* [What is required] Please count the lines in the listing below that contain the string "green", treating uppercase and lowercase as different, and reply with only the number.
╭─ Supplied information
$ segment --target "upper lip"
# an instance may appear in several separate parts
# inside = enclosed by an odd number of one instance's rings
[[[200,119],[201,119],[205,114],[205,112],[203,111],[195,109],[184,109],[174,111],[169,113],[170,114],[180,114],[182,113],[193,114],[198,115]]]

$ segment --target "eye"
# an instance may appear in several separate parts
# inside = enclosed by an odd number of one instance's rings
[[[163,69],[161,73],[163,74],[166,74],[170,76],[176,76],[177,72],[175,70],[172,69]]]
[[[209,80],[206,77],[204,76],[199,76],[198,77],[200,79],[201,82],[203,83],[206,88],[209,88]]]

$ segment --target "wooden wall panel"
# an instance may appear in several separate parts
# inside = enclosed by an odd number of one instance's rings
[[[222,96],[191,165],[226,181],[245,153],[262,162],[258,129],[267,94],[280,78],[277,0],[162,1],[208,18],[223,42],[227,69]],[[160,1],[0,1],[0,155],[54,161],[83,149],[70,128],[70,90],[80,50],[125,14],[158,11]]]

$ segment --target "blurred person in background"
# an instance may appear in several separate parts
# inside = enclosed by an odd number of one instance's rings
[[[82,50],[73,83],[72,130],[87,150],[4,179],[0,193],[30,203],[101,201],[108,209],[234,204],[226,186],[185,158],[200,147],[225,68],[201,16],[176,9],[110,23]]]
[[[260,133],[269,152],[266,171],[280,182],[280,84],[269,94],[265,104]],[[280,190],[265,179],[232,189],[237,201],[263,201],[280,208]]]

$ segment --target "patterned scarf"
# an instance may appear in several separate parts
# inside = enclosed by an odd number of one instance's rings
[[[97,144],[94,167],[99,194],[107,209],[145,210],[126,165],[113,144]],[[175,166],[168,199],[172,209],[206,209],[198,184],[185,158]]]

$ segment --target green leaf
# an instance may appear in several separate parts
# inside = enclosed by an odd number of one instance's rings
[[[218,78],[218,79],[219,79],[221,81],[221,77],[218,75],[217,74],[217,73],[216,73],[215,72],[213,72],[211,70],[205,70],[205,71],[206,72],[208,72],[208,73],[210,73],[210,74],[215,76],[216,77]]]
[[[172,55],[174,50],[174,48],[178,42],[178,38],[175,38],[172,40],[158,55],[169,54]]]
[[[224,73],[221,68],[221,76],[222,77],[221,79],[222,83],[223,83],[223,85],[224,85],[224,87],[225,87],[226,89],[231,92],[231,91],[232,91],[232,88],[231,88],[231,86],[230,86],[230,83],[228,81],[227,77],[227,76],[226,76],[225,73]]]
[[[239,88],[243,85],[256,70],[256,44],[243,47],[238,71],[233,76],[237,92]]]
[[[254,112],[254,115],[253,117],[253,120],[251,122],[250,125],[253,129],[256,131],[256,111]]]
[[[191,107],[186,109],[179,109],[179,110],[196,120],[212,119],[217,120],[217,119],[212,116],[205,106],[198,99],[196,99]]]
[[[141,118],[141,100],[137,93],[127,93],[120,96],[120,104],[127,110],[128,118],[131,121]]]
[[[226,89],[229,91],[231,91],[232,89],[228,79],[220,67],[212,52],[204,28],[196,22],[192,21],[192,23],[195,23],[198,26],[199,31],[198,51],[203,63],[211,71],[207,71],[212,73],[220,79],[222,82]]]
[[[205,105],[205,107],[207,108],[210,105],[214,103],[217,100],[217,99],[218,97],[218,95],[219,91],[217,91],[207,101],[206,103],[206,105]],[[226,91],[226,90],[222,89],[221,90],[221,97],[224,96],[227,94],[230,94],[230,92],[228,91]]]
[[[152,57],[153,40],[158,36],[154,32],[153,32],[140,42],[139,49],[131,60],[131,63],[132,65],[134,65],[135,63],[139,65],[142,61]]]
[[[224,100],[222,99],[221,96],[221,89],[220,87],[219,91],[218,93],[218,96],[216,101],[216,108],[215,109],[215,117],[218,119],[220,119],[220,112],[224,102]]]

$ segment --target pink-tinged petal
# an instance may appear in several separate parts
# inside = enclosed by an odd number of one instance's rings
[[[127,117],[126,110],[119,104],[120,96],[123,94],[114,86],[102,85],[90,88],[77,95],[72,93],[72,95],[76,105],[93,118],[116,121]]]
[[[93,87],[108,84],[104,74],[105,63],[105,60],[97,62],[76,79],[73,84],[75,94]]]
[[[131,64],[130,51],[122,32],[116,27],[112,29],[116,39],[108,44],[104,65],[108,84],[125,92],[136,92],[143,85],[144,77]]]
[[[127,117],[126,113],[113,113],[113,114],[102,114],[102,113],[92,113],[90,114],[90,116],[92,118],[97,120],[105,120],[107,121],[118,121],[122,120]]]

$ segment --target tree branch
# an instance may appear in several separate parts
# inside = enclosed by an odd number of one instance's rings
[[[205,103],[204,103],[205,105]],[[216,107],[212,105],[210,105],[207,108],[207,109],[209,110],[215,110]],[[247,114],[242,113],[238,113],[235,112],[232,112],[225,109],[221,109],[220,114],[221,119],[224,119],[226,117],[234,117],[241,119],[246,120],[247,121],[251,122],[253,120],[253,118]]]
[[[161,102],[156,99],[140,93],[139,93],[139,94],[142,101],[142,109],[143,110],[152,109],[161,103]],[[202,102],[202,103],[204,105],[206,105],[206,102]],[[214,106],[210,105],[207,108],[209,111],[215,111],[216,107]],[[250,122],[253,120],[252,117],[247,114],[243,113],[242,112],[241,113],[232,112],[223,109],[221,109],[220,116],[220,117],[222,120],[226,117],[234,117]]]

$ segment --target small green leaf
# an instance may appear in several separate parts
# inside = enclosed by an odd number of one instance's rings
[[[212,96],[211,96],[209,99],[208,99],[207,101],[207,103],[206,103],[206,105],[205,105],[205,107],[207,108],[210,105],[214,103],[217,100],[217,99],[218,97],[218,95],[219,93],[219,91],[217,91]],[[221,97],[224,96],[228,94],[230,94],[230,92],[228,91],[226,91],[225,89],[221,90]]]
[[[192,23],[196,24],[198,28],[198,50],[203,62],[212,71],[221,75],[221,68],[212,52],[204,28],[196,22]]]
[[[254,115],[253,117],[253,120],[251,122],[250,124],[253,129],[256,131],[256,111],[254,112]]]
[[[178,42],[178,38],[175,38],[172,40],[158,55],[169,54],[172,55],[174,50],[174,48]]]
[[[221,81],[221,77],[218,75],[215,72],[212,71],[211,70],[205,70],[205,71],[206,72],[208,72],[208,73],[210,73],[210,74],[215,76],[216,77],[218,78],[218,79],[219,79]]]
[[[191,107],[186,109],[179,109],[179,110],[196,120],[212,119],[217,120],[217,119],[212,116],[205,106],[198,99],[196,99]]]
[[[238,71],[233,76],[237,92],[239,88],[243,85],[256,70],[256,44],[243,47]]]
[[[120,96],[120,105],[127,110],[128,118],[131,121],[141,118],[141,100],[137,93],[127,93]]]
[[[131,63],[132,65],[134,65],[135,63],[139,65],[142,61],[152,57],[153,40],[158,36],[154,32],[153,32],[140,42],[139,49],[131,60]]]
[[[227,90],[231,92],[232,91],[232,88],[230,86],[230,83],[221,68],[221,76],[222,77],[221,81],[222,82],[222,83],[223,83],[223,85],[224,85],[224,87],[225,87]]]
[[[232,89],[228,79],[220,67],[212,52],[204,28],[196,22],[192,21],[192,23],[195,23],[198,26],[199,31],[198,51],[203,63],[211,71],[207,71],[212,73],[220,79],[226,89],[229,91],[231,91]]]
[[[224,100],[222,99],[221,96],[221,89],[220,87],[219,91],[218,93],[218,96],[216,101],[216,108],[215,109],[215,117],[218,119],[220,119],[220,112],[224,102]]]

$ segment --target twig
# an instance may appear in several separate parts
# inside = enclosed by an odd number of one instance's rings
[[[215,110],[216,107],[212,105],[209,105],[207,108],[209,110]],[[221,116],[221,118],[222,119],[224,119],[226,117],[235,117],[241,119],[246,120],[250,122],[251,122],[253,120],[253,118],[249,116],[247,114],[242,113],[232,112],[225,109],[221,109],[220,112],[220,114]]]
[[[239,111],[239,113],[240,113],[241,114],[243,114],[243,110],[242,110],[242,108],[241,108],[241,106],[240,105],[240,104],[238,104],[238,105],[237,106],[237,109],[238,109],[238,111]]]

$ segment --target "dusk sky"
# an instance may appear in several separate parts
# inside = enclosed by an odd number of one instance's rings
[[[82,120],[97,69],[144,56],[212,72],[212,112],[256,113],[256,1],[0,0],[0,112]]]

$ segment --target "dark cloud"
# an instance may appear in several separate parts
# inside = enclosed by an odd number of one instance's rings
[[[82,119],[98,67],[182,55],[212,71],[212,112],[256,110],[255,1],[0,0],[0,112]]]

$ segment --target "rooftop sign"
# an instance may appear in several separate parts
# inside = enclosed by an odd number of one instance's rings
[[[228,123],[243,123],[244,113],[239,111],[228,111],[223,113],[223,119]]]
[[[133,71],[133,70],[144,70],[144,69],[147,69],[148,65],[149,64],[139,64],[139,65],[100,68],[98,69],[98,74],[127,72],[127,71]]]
╰─
* [Finished answer] 2